## BEGIN PROVIDED MATERIAL

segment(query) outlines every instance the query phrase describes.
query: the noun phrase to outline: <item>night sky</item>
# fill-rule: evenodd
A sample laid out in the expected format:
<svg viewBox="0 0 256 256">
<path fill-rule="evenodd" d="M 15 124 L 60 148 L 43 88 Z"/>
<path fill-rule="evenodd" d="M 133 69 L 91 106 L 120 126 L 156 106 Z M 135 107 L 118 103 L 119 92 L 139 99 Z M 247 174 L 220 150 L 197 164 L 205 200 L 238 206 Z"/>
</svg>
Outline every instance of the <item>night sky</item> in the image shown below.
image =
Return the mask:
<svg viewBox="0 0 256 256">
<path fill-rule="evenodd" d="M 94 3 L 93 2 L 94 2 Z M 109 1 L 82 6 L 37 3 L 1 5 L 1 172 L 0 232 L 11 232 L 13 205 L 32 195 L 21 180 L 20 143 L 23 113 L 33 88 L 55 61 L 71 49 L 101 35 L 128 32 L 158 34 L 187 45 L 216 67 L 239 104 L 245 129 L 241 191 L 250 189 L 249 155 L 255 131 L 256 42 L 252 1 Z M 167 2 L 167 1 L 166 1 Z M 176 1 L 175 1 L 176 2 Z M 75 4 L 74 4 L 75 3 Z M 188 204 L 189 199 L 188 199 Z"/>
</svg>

## END PROVIDED MATERIAL
## BEGIN PROVIDED MATERIAL

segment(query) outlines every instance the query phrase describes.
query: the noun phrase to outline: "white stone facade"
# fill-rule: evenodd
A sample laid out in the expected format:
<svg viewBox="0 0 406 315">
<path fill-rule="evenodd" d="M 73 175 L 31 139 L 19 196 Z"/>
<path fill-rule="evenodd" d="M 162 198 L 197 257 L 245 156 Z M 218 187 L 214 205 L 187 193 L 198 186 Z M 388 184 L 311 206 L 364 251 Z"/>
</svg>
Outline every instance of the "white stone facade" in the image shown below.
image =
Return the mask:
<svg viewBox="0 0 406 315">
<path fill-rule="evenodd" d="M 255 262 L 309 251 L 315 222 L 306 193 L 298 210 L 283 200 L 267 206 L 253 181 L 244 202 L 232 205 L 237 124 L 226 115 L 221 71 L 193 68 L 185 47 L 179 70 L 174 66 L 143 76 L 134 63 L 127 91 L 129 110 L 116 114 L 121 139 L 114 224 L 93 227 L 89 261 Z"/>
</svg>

## END PROVIDED MATERIAL

# THE TASK:
Locate each line of the listing above that contains the word "below", and copy every such line in full.

# TASK RESULT:
Outline every instance of the <item>night sky</item> in the image shown below.
Outline every instance of the "white stone facade" in the image shown below.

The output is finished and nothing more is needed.